> **What is required**: Please return the items below word for word, starting at their beginning and ending with the line that contains "positive clicks: (379, 359)". Leave the pictures out of your answer.

> **Data to examine**:
━━━

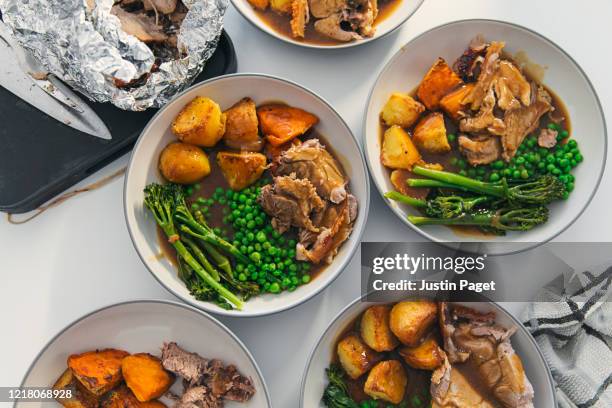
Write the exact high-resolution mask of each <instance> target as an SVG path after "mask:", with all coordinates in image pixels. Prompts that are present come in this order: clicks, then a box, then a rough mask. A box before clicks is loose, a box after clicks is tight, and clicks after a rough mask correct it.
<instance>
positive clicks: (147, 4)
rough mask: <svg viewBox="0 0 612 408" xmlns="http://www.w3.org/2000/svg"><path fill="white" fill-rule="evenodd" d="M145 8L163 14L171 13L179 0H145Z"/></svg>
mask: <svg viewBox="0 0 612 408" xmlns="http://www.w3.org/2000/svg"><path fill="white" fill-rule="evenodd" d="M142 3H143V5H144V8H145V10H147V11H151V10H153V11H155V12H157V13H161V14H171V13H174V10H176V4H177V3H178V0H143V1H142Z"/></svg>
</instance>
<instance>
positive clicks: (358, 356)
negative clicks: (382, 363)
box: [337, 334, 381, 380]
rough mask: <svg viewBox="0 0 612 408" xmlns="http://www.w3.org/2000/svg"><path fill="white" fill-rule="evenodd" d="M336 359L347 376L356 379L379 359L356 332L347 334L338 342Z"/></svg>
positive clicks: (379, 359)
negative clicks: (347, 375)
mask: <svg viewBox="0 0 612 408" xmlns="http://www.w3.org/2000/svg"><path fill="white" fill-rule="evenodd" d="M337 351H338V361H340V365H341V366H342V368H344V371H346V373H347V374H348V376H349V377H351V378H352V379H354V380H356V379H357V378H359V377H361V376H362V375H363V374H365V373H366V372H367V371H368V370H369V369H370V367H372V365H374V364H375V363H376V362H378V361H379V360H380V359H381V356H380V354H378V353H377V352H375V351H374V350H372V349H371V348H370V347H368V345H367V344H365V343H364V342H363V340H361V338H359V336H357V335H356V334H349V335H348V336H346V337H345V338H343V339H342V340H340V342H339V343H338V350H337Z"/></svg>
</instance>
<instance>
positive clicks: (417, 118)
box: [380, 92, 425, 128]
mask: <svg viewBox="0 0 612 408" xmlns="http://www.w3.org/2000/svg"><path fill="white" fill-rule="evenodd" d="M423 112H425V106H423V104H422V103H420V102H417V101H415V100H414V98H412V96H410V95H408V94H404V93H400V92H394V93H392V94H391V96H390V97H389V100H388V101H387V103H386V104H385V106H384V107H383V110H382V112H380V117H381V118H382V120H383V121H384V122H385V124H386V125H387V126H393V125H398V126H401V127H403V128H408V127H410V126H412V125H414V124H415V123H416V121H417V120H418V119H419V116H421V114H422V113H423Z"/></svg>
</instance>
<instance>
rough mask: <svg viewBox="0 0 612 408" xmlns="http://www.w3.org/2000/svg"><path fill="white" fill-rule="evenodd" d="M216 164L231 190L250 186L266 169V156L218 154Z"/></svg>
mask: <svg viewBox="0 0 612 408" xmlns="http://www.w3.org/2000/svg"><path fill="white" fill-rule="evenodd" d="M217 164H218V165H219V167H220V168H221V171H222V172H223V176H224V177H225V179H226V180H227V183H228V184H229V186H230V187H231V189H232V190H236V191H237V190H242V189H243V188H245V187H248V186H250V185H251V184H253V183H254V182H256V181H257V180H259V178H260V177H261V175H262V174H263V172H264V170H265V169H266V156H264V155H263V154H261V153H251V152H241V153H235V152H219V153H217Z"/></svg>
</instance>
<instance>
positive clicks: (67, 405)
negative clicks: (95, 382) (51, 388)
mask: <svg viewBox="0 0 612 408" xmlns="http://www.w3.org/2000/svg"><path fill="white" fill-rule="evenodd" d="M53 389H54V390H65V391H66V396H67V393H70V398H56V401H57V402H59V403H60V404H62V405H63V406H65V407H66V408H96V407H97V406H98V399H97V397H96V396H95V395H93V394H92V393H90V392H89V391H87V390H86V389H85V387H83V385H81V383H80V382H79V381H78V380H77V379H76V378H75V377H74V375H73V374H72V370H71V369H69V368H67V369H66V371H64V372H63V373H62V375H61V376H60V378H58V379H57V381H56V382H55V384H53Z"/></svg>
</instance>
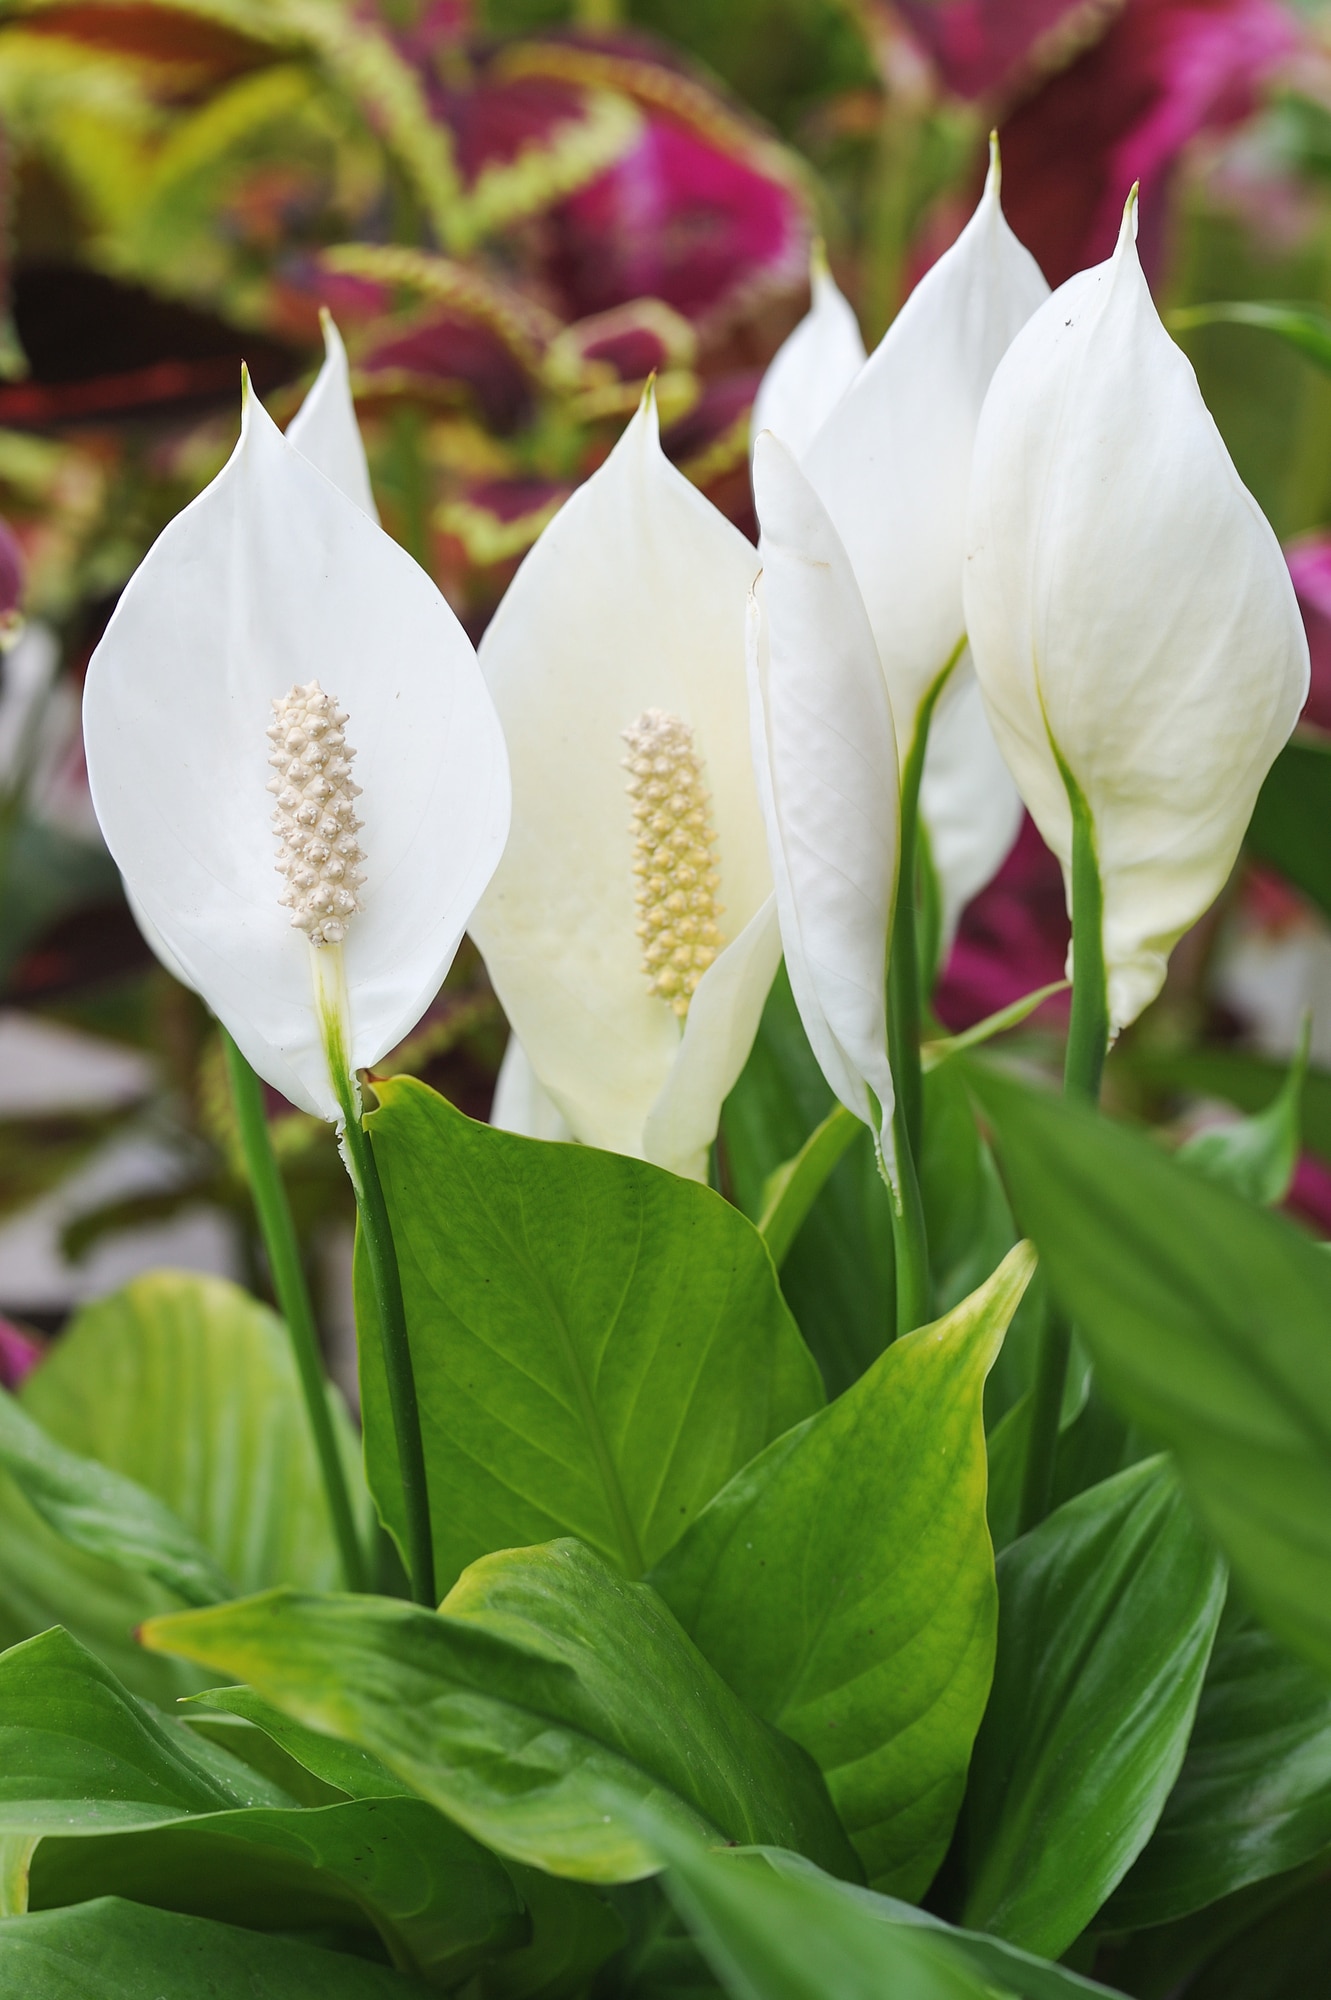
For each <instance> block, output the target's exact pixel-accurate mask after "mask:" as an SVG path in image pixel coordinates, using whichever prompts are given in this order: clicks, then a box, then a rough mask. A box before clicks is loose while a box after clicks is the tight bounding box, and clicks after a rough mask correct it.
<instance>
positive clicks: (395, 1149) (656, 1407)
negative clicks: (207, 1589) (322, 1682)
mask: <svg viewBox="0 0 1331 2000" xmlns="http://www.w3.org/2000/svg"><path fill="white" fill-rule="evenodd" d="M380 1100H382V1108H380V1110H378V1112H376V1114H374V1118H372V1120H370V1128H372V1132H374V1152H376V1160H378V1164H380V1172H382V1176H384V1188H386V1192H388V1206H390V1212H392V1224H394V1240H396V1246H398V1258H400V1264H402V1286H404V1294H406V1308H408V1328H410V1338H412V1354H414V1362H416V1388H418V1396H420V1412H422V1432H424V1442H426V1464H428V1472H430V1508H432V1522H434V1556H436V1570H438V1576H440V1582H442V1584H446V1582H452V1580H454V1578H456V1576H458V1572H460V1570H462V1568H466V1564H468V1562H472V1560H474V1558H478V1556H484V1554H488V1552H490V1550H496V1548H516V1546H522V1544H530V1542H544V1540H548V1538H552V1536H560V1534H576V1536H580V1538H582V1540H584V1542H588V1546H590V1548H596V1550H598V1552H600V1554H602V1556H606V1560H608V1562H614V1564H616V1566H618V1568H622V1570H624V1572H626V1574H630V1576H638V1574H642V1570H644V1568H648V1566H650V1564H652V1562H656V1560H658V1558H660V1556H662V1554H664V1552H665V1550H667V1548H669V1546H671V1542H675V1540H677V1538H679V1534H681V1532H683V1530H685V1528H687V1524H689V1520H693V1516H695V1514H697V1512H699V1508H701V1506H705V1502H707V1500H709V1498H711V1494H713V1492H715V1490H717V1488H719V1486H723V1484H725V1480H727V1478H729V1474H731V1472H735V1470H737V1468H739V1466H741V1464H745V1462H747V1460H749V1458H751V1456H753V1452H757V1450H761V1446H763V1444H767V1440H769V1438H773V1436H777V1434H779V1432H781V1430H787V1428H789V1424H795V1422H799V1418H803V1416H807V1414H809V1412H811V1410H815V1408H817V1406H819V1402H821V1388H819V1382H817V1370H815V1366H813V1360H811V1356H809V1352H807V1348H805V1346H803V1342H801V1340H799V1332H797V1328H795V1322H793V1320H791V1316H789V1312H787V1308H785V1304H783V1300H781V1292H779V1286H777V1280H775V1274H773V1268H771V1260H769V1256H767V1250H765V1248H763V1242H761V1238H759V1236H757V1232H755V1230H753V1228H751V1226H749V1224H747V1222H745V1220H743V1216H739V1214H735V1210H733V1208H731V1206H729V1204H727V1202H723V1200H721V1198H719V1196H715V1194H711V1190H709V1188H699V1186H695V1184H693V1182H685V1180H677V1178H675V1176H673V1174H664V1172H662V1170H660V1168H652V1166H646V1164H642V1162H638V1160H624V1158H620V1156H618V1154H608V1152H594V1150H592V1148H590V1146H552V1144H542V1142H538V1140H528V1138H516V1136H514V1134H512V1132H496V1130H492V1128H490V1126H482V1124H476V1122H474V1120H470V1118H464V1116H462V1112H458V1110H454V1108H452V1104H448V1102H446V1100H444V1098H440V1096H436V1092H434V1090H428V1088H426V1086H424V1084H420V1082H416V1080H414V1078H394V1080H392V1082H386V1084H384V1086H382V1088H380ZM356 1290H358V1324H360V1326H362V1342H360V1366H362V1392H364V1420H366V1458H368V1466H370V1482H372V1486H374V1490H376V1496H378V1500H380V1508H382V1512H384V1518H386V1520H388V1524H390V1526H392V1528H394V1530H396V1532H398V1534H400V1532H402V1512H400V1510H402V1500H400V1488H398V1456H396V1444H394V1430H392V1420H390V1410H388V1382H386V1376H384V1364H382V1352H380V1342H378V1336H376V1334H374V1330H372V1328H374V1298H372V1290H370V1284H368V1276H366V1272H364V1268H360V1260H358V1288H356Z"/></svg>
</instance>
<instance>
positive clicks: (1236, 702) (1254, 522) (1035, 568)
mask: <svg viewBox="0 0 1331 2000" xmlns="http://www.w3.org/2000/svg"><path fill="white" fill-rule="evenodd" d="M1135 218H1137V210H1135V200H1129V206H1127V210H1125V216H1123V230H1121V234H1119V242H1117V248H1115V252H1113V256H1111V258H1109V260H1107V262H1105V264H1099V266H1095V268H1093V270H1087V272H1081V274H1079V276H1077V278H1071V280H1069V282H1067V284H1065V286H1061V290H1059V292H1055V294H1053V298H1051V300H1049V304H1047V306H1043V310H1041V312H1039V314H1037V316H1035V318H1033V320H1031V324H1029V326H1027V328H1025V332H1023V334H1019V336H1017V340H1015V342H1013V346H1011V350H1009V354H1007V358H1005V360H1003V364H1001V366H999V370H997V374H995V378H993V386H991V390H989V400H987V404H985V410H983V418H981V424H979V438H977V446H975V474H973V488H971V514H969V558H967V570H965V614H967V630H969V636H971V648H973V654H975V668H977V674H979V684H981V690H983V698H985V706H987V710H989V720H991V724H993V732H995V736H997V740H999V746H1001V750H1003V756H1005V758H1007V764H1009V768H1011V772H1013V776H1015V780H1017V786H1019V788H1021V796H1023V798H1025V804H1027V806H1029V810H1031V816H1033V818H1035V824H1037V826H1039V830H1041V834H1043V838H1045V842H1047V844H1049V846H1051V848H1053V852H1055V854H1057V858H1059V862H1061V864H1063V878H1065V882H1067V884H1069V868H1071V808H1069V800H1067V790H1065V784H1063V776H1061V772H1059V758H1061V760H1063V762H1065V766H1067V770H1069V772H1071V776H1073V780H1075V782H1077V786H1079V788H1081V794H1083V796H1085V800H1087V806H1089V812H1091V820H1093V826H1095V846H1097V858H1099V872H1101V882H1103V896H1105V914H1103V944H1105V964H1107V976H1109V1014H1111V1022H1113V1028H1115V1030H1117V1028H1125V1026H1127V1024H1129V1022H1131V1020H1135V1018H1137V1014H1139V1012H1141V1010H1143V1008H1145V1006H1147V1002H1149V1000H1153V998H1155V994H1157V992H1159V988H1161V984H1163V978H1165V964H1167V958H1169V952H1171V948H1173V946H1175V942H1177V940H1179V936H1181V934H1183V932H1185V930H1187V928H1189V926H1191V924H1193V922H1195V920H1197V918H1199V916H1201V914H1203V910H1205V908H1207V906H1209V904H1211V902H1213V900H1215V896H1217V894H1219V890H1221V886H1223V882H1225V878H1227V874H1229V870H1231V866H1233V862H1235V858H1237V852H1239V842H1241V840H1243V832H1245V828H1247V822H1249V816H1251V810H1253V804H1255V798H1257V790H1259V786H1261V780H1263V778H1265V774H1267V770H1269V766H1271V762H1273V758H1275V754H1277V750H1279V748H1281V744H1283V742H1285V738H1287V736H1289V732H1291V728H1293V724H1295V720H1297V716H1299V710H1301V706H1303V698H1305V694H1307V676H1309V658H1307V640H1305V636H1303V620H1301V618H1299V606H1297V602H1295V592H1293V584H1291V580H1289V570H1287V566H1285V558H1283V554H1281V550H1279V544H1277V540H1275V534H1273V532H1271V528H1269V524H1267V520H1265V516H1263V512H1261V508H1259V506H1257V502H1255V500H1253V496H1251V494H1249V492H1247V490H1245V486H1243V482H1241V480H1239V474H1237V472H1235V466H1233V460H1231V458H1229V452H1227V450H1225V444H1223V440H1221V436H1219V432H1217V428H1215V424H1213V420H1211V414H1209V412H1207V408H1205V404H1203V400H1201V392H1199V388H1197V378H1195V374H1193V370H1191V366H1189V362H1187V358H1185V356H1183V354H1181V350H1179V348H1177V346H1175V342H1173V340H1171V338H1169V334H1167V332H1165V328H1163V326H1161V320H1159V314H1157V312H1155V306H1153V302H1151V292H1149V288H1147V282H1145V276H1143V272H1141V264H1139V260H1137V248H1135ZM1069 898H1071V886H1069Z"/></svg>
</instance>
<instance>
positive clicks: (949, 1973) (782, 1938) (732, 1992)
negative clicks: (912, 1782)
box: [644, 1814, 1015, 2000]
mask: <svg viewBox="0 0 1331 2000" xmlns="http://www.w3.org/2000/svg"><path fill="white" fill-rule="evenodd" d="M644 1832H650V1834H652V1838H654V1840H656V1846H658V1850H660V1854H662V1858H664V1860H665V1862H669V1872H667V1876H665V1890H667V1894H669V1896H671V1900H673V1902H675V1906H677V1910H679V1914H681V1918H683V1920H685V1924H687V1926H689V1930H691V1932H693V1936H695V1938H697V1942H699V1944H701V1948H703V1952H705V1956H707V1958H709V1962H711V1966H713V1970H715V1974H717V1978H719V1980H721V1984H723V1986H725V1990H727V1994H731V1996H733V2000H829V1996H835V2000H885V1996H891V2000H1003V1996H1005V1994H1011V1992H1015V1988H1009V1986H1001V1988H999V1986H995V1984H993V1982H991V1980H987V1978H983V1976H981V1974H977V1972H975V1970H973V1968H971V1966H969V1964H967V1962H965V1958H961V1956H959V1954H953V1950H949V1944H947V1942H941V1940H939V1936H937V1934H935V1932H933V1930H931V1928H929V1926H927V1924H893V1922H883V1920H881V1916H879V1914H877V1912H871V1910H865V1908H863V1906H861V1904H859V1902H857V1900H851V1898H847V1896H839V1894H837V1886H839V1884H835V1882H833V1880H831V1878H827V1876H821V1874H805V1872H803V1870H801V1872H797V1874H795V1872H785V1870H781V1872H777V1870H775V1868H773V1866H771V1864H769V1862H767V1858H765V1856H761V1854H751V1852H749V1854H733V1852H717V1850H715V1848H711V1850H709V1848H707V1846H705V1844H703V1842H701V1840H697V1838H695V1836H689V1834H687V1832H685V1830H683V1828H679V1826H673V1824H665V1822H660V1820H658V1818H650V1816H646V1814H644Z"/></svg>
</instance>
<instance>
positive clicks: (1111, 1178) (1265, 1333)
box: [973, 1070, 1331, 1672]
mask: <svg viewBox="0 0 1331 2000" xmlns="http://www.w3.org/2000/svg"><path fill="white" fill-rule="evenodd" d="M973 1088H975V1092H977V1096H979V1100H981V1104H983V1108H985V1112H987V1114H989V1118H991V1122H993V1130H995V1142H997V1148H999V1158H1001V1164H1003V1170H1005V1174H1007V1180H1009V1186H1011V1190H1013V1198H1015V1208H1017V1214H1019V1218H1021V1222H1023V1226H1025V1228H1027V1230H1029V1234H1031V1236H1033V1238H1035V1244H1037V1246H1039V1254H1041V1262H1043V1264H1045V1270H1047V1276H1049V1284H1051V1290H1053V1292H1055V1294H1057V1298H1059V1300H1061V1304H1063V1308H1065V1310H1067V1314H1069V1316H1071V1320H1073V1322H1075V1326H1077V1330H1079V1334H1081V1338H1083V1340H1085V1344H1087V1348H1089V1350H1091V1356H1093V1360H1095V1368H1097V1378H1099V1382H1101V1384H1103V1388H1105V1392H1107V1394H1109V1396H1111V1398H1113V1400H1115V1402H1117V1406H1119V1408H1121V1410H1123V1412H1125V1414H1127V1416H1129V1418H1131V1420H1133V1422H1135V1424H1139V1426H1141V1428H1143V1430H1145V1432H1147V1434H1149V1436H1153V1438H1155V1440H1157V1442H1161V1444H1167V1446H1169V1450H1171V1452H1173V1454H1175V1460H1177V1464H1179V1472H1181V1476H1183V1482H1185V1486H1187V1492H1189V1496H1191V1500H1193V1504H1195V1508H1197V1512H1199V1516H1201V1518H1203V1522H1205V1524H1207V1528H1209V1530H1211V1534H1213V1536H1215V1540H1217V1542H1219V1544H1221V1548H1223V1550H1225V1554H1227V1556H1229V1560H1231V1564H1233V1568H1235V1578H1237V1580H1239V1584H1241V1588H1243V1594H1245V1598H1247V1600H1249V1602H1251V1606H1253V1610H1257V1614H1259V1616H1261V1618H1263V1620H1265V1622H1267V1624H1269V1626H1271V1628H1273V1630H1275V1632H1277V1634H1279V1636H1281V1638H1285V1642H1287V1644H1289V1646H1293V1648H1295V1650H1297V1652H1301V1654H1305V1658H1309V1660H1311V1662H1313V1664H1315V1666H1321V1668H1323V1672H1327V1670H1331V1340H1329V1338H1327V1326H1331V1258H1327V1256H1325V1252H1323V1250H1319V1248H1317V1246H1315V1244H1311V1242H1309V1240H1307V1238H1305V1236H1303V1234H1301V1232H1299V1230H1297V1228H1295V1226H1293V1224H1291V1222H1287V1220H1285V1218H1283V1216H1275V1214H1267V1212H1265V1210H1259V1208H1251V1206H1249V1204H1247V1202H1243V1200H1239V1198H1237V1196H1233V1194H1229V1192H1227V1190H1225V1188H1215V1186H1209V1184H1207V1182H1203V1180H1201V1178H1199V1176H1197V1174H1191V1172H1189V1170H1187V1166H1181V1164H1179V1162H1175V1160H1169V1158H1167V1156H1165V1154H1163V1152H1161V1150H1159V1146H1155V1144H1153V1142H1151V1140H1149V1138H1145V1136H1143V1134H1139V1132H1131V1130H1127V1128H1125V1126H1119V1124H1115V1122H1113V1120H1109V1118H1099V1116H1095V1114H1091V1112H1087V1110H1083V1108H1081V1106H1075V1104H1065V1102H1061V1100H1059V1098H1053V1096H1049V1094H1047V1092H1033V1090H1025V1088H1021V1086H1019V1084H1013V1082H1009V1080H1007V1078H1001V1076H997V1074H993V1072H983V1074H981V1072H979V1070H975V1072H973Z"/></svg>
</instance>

━━━

> **Solution for this exercise**:
Write the exact high-resolution mask of each <instance> target as an SVG path after "mask:", with all coordinates in image pixels. Prompts that are present come in this order: clicks, then a box, then a rough mask. A box before clicks is loose, a box after clicks is tight, and clicks after a rough mask correct it.
<instance>
positive clicks: (147, 4)
rough mask: <svg viewBox="0 0 612 408" xmlns="http://www.w3.org/2000/svg"><path fill="white" fill-rule="evenodd" d="M145 8L163 14L171 13L179 0H145Z"/></svg>
mask: <svg viewBox="0 0 612 408" xmlns="http://www.w3.org/2000/svg"><path fill="white" fill-rule="evenodd" d="M142 3H143V5H144V8H145V10H147V11H151V10H153V11H155V12H157V13H161V14H171V13H174V10H176V4H177V3H178V0H143V1H142Z"/></svg>
</instance>
<instance>
positive clicks: (358, 356)
negative clicks: (382, 363)
box: [337, 334, 381, 380]
rough mask: <svg viewBox="0 0 612 408" xmlns="http://www.w3.org/2000/svg"><path fill="white" fill-rule="evenodd" d="M336 359L347 376L356 379L379 359L356 332L347 334L338 342Z"/></svg>
positive clicks: (379, 359)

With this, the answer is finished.